(Position records)
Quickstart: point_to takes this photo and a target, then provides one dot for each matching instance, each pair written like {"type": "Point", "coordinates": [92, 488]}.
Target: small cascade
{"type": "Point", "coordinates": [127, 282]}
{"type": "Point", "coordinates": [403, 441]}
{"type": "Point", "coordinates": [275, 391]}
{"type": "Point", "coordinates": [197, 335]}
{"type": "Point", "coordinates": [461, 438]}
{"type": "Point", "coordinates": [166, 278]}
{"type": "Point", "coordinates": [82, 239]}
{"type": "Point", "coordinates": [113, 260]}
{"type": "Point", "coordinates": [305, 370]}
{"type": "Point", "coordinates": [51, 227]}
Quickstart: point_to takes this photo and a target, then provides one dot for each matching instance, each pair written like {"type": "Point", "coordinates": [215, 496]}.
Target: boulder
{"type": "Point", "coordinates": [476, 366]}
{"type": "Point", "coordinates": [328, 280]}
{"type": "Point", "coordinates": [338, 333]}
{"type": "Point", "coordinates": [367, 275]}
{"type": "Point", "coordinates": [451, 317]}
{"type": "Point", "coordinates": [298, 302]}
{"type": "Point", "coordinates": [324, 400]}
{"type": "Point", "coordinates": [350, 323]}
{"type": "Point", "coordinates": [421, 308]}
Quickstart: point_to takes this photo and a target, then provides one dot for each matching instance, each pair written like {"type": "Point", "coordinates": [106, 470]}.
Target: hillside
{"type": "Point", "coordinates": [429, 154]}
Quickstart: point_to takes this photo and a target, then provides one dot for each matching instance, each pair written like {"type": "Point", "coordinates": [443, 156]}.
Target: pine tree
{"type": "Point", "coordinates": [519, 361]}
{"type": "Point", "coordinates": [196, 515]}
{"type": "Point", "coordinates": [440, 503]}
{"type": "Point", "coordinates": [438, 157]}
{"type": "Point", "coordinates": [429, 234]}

__Stated task__
Rewrite the items above as a two-column CSV with columns named "request" and "answer", giving one row per item: its text in one quoted field and its answer in the other, with line breaks replaced by spaces.

__Written reply__
request,answer
"Quickstart: point_to takes this photo and a target, then provides one dot for each matching instance, each pair written like {""type"": ""Point"", ""coordinates"": [92, 488]}. Target: small cascade","{""type"": ""Point"", ""coordinates"": [127, 282]} {""type"": ""Point"", ""coordinates"": [403, 441]} {""type"": ""Point"", ""coordinates"": [275, 391]} {""type"": ""Point"", ""coordinates"": [197, 335]} {""type"": ""Point"", ""coordinates"": [461, 438]} {""type"": ""Point"", ""coordinates"": [166, 278]} {""type"": ""Point"", ""coordinates"": [82, 239]} {""type"": ""Point"", ""coordinates"": [113, 260]} {""type"": ""Point"", ""coordinates"": [305, 370]} {""type"": ""Point"", ""coordinates"": [51, 227]}"
"Quickstart: point_to takes this photo and a target, then provides one dot for each matching instance, each pair written like {""type"": ""Point"", ""coordinates"": [215, 496]}. Target: boulder","{""type"": ""Point"", ""coordinates"": [476, 366]} {""type"": ""Point"", ""coordinates"": [328, 280]} {""type"": ""Point"", ""coordinates"": [338, 333]} {""type"": ""Point"", ""coordinates"": [367, 275]} {""type"": ""Point"", ""coordinates"": [451, 317]} {""type"": ""Point"", ""coordinates"": [298, 302]} {""type"": ""Point"", ""coordinates"": [324, 400]} {""type"": ""Point"", ""coordinates"": [350, 323]} {""type"": ""Point"", ""coordinates"": [421, 308]}"
"Quickstart: point_to takes this photo and a target, then provides one dot for each matching instance, each pair written like {""type"": ""Point"", ""coordinates"": [106, 470]}. Target: hillside","{""type"": ""Point"", ""coordinates"": [429, 154]}"
"Quickstart: point_to takes this photo and a target, then provides one dot for each matching instance, each pair written like {""type"": ""Point"", ""coordinates"": [443, 156]}. Target: pine tree","{""type"": ""Point"", ""coordinates"": [519, 361]} {""type"": ""Point"", ""coordinates"": [196, 515]} {""type"": ""Point"", ""coordinates"": [440, 503]} {""type"": ""Point"", ""coordinates"": [438, 157]} {""type"": ""Point"", ""coordinates"": [429, 234]}"